### TEKS SUMBER:
TAP MPR RI Nomor VI/MPR/2000 tentang Pemisahan TNI dan Polri menyebutkan, bahwa pemisahan Polri dari TNI adalah karena spesialisasi tugas yang diemban masing-masing; TNI sebagai alat pertahanan negara, sedangkan Polri sebagai alat negara yang berperan dalam memelihara keamanan dan ketertiban masyarakat, menegakkan hukum, memberikan pengayoman, dan pelayanan kepada masyarakat. Lebih lanjut, pemisahan Polri dari TNI juga membawa konsekuensi pada perubahan kedudukan. UU No. 34 Tahun 2004 tentang TNI menyebutkan, bahwa dalam hal pengerahan  dan  penggunaan  kekuatan militer, TNI berkedudukan di bawah presiden. Sedangkan dalam hal kebijakan, strategi pertahanan, serta dukungan administrasi, maka kedudukan TNI di bawah koordinasi Kementerian Pertahanan RI (Kemenhan RI). Kedudukan TNI yang ditempatkan di bawah koordinasi kementerian lain ini  berbeda dengan kedudukan Polri yang sepenuhnya berada di bawah Presiden berdasarkan UU No. 2 Tahun 2002 tentang Polri.

Dalam implementasinya, pemisahan antara TNI dan Polri tidak serta-merta menjadikan kinerja Polri lebih baik daripada TNI. Baik TNI maupun Polri dibebani kewajiban untuk menjalankan mandat reformasi sektor keamanan (Security Sector Reform). Eksekusi yang dilakukan oleh kedua lembaga tersebut sejauh ini banyak mendapatkan kritik dari kelompok masyarakat dan pegiat demokrasi/HAM karena dinilai tidak progresif, bahkan jalan di tempat. TNI misalnya, masih sering terlibat praksis bisnis. Sebagai contoh kecil, oknum-oknum TNI di level Koramil banyak yang “menyambi tugas sebagai penjaga keamanan para pengusaha dan pebisnis, yang mana hal ini jelas-jelas bertentangan dengan spirit reformasi TNI. Di level yang lebih tinggi, bisnis-bisnis tambang dan perkebunan di Sumatera, Kalimantan dan Papua, baik yang legal maupun ilegal menggunakan back-up dari TNI. Sedang di sisi Polri, kasus jenderal polisi yang terlibat perdagangan narkoba, suap menyuap hingga berakhir di bui merupakan contoh nyata betapa leluasanya mereka yang memegang jabatan untuk menyalahgunakan kekuasaannya. Yang cukup miris  dalam relasi kedua institusi ini, ada anekdot yang menyebut bahwa posisi Panglima TNI sejatinya setara dengan Kapolda karena TNI yang saat ini berada di bawah koordinasi Kemenhan RI dalam beberapa fungsi, sedangkan Polri berada di bawah presiden secara langsung. Di level akar rumput, personel kedua institusi kerap bertikai untuk isu-isu yang “remeh karena adanya kecemburuan sosial; polisi dianggap lebih berduit ketimbang TNI. Dari sisi anggaran, kedua institusi ini cukup jomplang. Anggaran pertahanan 2025 (Mabes TNI, Kemenhan RI, dan tiga matra) sebesar 165,16 triliun rupiah, sedangkan Polri yang notabene satu matra mendapatkan pagu sebesar 126 triliun rupiah. Jika menggunakan perspektif ancaman (threat analysis) dalam studi keamanan nasional, derajat ancaman yang dihadapi oleh TNI jauh lebih tinggi seperti pelanggaran ZEE di Natuna Utara oleh Tiongkok, perompakan di Selat Malaka, pengamanan Selat Makassar untuk menopang eksistensi IKN, penjagaan ALKI I, II, dan IIII, dan masih banyak lagi. TNI juga belum menyentuh posisi ideal dalam minimum essential forces (MEF), yakni sedikitnya 1,5-2 persen dari PDB.

### BAHAN YANG DIBERIKAN:
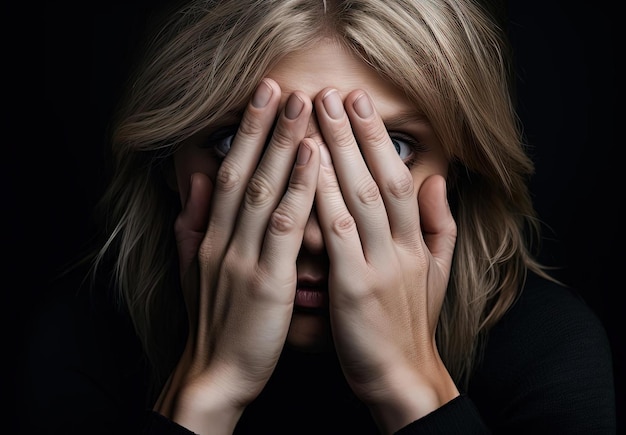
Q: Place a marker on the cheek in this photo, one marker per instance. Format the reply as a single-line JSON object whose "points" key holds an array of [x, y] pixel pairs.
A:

### PETUNJUK TUGAS:
Tentukan apakah setiap pernyataan berikut sesuai dengan teks sumber tentang pemisahan TNI dan Polri, lalu jawab ya atau tidak disertai kutipan kata-kata penentunya dari teks. (a) Berdasarkan UU No. 2 Tahun 2002, Polri sepenuhnya berada di bawah Presiden. (b) Pagu Polri pada 2025 lebih besar daripada anggaran pertahanan. (c) Pemisahan TNI dan Polri langsung membuat kinerja Polri lebih baik daripada TNI.

### HASIL:
(a) Ya: "kedudukan Polri yang sepenuhnya berada di bawah Presiden berdasarkan UU No. 2 Tahun 2002 tentang Polri"
(b) Tidak: "Anggaran pertahanan 2025 (Mabes TNI, Kemenhan RI, dan tiga matra) sebesar 165,16 triliun rupiah, sedangkan Polri yang notabene satu matra mendapatkan pagu sebesar 126 triliun rupiah"
(c) Tidak: "pemisahan antara TNI dan Polri tidak serta-merta menjadikan kinerja Polri lebih baik daripada TNI"